■ Page excerpt ■
↓↓↓
OKLAHOMA CITY (Mar 16, 2015) – Last week, the Oklahoma state House passed a bill that would end the practice of licensing marriages in the state, effectively nullifying both sides of the contentious national debate over government-sanctioned marriage. The vote was 67-24.

Introduced by Rep. Todd Russ (R-Cordell), House Bill 1125 (HB1125) would end state issued marriage licenses, while providing marriage certificates as an alternative. It passed through the Oklahoma state House by a 67-24 margin on March 10.

The bill would replace all references to marriages “licenses” in state law with “certificates.” The legislation would not invalidate any marriage licenses issued prior to the bill being passed.

Any entity requiring proof of identity or marital status shall accept a certified copy of the marriage certificate or affidavit of common law marriage that has been filed with the court clerk. Any reference in the Oklahoma Statutes requiring a marriage license as proof of identity or marital status shall be interpreted to include a marriage certificate or affidavit of common law marriage executed on or after November 1, 2015.

PRACTICAL EFFECT

HB1125 would accomplish two things.
↑↑↑
■ Tasks to perform ■
1. Copy the stretch of the Oklahoma marriage license article from "OKLAHOMA CITY (Mar" through "on March 10." word for word.
2. Write what follows the last sentence of the article on Oklahoma's bill to end marriage licenses.

■ Raw data ■
↓↓↓
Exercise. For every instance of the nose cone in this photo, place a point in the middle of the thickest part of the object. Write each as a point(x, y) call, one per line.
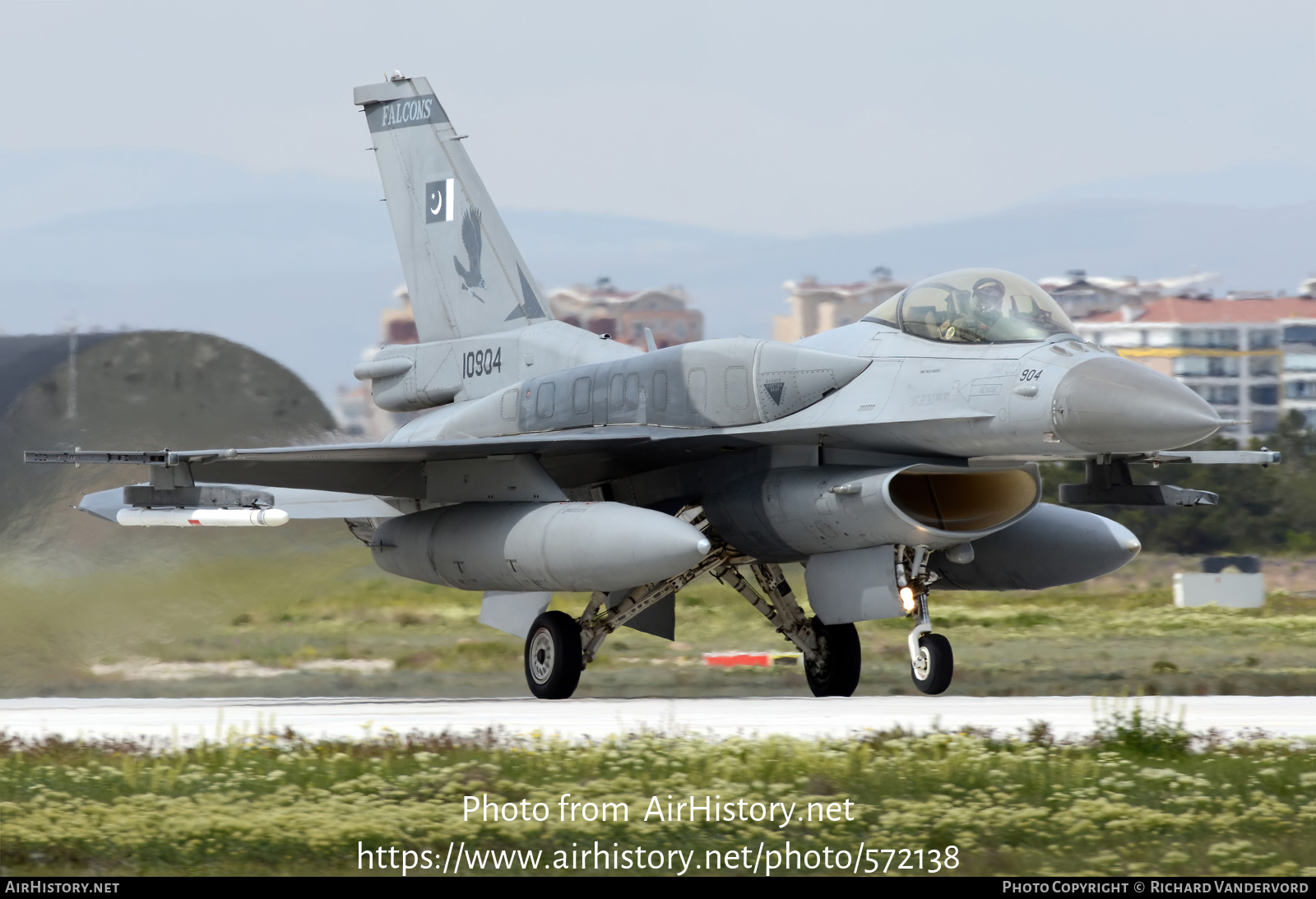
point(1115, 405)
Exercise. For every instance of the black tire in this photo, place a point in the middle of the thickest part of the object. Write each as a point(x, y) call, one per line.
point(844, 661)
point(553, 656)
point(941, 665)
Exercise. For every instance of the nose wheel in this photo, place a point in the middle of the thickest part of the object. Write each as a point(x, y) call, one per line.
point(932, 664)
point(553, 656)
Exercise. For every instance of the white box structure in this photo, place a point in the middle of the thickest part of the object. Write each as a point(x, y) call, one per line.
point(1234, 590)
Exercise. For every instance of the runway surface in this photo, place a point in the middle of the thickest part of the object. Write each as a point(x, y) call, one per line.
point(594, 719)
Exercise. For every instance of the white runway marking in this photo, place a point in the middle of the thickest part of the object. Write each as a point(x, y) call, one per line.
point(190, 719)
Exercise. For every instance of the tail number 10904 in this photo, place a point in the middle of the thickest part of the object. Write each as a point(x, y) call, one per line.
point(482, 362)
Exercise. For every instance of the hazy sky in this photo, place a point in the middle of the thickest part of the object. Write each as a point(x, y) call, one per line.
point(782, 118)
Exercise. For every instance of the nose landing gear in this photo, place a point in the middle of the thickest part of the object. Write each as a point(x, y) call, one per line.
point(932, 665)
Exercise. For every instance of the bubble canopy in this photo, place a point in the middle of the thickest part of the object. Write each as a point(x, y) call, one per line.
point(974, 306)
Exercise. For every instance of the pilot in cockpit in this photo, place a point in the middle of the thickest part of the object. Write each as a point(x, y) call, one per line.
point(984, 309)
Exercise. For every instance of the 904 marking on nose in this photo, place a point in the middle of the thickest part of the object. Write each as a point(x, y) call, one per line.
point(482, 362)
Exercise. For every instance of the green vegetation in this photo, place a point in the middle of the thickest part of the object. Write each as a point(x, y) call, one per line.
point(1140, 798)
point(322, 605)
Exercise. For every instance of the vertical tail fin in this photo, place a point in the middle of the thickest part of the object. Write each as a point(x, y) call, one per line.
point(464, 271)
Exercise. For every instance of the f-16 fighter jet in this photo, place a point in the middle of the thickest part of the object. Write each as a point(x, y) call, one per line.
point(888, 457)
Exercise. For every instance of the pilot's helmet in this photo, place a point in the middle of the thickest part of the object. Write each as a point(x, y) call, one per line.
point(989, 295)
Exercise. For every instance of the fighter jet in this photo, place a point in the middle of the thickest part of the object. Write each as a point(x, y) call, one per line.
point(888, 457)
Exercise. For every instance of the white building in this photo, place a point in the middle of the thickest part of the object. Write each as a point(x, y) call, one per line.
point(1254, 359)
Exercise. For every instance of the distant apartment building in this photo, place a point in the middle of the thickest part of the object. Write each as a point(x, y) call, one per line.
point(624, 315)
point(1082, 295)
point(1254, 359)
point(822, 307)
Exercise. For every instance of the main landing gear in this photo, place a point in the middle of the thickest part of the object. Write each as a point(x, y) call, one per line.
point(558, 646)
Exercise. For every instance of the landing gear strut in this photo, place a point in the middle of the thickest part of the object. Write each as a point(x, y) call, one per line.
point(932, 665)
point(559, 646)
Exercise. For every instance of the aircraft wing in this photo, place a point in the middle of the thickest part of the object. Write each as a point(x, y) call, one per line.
↑↑↑
↓↓↓
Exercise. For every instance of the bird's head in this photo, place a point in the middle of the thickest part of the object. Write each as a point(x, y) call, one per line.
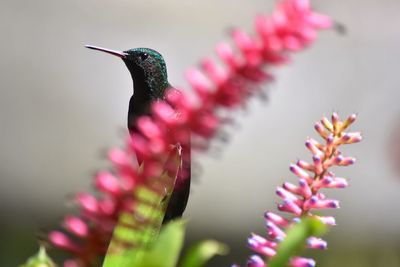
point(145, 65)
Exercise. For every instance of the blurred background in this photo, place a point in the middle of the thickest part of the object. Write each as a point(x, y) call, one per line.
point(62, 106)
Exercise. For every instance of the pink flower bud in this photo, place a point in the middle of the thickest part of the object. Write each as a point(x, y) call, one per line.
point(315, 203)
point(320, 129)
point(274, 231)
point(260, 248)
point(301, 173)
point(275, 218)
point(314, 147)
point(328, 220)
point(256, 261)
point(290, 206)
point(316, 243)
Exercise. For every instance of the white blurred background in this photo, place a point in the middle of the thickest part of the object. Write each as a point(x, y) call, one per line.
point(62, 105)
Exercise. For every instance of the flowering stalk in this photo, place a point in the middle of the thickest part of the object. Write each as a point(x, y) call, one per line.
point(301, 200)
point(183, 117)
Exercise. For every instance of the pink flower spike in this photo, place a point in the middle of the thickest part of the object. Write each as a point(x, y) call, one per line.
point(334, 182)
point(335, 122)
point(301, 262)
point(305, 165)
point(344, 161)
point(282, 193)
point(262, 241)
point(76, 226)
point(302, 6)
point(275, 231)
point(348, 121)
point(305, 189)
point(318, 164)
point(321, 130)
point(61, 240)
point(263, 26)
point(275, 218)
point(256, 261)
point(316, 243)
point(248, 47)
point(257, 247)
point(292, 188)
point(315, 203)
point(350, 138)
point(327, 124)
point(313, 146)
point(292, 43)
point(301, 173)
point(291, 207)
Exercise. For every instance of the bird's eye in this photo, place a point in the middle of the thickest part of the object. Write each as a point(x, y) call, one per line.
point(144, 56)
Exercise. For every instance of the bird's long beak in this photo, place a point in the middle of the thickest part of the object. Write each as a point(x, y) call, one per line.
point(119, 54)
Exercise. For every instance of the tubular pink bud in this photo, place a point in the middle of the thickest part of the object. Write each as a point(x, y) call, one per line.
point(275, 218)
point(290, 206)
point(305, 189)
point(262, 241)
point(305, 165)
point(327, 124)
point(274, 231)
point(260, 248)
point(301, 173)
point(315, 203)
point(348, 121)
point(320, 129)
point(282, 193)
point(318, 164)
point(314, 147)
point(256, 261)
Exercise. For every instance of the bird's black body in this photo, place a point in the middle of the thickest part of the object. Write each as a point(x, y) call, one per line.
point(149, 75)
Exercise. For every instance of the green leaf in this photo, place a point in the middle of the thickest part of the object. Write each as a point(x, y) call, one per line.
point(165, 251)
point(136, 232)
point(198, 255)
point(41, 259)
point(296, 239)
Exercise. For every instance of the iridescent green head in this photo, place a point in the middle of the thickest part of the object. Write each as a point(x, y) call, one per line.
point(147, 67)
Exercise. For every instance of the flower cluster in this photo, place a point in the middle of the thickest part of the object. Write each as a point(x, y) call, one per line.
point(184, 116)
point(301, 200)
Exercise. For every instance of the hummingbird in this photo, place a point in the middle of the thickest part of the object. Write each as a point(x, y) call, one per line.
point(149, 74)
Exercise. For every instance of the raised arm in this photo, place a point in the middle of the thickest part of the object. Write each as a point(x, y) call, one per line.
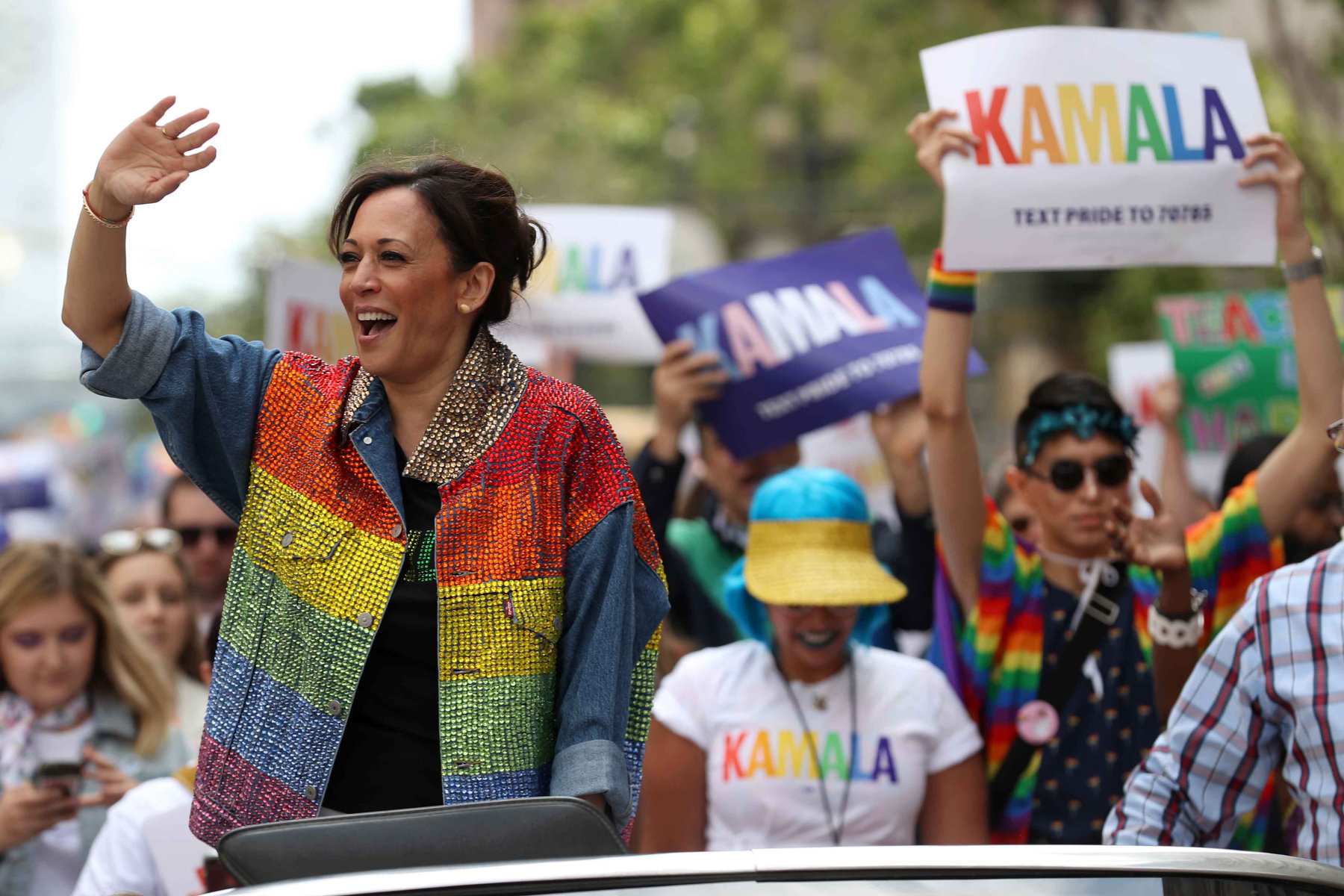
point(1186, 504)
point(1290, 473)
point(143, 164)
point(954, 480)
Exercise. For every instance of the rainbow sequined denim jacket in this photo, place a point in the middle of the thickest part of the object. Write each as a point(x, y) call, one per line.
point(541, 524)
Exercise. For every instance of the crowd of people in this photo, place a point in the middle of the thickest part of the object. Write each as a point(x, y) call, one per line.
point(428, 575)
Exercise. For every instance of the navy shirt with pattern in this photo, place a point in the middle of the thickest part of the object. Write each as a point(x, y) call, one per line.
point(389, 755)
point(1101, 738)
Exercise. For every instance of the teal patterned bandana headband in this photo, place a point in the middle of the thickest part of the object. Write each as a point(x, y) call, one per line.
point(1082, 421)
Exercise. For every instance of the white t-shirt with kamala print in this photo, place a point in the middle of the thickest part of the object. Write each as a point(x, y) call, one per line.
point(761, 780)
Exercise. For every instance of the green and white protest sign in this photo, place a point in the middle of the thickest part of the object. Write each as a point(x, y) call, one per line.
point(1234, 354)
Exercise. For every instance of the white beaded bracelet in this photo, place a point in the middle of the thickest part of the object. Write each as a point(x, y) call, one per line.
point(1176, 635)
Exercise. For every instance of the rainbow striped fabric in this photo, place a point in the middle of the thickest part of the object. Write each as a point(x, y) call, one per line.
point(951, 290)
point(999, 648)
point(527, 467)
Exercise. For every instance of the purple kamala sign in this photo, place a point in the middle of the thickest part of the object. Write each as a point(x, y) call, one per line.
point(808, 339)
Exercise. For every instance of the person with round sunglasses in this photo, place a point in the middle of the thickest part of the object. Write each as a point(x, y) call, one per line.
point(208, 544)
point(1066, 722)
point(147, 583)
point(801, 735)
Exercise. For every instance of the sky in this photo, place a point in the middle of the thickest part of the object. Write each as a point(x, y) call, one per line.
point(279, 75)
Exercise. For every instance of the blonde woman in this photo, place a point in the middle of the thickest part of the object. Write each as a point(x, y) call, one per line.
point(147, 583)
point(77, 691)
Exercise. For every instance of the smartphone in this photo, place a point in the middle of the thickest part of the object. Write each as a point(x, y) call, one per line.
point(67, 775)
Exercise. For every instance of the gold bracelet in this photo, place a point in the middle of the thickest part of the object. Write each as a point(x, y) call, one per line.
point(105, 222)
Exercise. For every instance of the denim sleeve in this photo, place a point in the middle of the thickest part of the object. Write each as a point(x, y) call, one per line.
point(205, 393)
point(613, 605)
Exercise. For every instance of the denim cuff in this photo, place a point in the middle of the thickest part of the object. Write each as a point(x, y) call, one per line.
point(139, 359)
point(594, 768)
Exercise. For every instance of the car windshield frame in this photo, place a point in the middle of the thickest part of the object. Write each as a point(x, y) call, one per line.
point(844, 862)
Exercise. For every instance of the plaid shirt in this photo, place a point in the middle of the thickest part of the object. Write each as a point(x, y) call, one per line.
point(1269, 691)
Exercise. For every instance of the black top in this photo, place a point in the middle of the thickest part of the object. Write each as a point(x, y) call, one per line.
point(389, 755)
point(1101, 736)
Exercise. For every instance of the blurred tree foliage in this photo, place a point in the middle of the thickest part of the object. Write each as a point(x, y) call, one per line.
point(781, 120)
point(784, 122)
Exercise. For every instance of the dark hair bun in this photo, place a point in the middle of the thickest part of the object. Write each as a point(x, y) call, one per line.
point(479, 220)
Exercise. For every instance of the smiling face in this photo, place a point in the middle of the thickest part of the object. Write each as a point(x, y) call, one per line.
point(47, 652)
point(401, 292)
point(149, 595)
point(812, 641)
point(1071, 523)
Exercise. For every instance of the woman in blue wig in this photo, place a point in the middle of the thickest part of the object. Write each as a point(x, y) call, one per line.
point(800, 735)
↑↑↑
↓↓↓
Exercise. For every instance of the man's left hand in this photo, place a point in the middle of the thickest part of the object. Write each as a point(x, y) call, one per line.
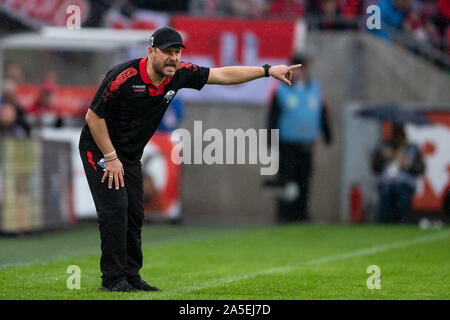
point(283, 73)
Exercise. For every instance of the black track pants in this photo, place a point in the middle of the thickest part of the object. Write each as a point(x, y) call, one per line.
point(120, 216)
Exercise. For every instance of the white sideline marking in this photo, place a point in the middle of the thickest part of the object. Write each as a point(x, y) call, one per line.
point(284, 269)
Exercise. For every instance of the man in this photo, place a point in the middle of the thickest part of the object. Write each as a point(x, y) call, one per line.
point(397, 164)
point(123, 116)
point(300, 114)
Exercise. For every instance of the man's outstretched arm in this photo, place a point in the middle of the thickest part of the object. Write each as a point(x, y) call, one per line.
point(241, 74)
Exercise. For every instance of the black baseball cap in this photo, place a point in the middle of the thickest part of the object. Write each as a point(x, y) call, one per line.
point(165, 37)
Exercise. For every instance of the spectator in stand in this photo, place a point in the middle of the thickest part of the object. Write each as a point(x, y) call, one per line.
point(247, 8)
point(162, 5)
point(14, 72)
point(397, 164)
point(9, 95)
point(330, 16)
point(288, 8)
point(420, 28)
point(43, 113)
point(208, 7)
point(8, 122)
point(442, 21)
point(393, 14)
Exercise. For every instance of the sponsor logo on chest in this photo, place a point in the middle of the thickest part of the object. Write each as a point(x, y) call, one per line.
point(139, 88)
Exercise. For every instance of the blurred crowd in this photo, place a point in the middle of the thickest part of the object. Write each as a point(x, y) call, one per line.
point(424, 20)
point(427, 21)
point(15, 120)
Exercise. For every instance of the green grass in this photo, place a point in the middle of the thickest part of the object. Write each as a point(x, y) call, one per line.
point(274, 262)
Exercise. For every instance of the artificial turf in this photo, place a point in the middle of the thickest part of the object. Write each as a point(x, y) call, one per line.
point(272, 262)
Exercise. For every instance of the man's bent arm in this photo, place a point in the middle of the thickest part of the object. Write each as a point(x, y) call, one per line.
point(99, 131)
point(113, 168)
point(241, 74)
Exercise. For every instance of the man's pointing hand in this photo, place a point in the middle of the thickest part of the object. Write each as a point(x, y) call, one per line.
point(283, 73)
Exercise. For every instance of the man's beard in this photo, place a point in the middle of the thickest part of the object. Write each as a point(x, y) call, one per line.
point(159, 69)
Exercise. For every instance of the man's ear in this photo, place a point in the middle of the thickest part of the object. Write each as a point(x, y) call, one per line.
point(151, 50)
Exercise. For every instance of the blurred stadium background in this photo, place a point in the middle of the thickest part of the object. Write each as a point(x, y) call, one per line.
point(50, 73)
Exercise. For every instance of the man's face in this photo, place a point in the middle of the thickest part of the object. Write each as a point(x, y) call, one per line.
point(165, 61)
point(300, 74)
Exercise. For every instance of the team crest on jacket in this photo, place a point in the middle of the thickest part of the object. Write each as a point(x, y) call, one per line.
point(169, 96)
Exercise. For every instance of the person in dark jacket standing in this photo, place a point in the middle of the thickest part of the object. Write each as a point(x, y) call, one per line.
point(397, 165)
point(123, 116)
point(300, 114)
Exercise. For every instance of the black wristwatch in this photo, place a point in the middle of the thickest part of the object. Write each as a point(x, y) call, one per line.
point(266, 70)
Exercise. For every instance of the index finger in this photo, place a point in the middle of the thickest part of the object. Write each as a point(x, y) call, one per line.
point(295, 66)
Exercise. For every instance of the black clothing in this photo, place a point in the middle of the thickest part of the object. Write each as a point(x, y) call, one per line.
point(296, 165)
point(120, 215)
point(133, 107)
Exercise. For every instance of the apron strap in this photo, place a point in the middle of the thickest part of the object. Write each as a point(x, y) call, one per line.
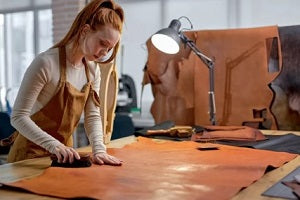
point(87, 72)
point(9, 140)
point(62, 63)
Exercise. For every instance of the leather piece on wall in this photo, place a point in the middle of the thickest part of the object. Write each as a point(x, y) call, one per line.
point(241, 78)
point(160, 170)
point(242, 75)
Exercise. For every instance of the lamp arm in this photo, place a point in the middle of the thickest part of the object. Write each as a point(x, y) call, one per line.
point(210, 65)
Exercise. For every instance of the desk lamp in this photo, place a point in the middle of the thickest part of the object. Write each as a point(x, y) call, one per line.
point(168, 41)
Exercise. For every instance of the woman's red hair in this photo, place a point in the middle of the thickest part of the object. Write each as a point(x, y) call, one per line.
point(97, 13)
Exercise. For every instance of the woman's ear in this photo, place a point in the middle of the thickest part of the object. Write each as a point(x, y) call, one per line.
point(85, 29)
↑↑↑
■ Answer section ■
1.
OKLAHOMA CITY (Mar 16, 2015) – Last week, the Oklahoma state House passed a bill that would end the practice of licensing marriages in the state, effectively nullifying both sides of the contentious national debate over government-sanctioned marriage. The vote was 67-24.

Introduced by Rep. Todd Russ (R-Cordell), House Bill 1125 (HB1125) would end state issued marriage licenses, while providing marriage certificates as an alternative. It passed through the Oklahoma state House by a 67-24 margin on March 10.

2.
First, it would render void the edicts of federal judges that have overturned state laws defining marriage. The founding generation never envisioned unelected judges issuing ex cathedra pronouncements regarding the definition of social institutions like marriage and the Constitution delegates the federal judiciary no authority to meddle in the issue. Marriage is a realm clearly left to the state and the people..

Second, the bill would get the state government out of defining marriage entirely as well, ending the squabble between factions that seek to harness the power of the state, thereby taking the burden off government officials who may be torn between what is legally required of them and their religious convictions.

The intent or motives behind this bill are a moot point. By removing the state from the equation, no one can force another to accept their marriage, nor can they force another to reject that person’s own beliefs regarding an institution older than government.

“Licenses are used as a way to stop people from doing things,” said Michael Boldin of the Tenth Amendment Center. “My personal relationship should not be subject to government permission.”

HISTORICAL BACKDROP

As a 2007 New York Times op/ed points out, for centuries marriage was a private affair.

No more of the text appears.